> Prompt
Copy the data below line for line, changing nothing.

_ _ _ _

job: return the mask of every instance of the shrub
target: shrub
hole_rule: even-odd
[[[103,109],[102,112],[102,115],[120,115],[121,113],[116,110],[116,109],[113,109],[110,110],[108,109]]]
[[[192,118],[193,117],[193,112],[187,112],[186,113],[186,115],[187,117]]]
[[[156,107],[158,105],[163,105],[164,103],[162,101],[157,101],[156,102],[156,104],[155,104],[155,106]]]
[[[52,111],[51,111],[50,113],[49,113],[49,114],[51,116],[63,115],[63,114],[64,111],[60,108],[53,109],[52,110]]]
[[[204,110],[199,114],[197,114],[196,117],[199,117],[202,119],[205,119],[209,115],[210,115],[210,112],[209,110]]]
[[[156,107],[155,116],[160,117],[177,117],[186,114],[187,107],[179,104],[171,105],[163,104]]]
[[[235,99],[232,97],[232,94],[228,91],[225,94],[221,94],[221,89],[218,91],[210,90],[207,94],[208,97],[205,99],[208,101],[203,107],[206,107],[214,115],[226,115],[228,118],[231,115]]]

_ _ _ _

> Reply
job: return the mask of every instance of the shrub
target: shrub
hole_rule: even-odd
[[[103,109],[102,112],[102,115],[120,115],[121,113],[116,110],[116,109],[113,109],[110,110],[108,109]]]
[[[192,118],[193,117],[193,112],[187,112],[186,113],[186,115],[187,117]]]
[[[156,107],[158,105],[163,105],[164,103],[162,101],[157,101],[156,102],[156,104],[155,104],[155,106]]]
[[[52,111],[51,111],[50,113],[49,113],[49,114],[51,116],[63,115],[63,114],[64,111],[60,108],[53,109],[52,110]]]
[[[204,110],[199,114],[197,114],[196,117],[199,117],[202,119],[205,119],[209,115],[210,115],[210,112],[209,110]]]
[[[156,107],[155,116],[160,117],[177,117],[186,114],[187,107],[179,104],[171,105],[163,104]]]
[[[235,99],[232,97],[232,94],[228,91],[225,94],[221,94],[221,89],[218,91],[210,90],[207,94],[208,97],[205,99],[208,101],[203,107],[206,107],[214,115],[226,115],[228,118],[231,115]]]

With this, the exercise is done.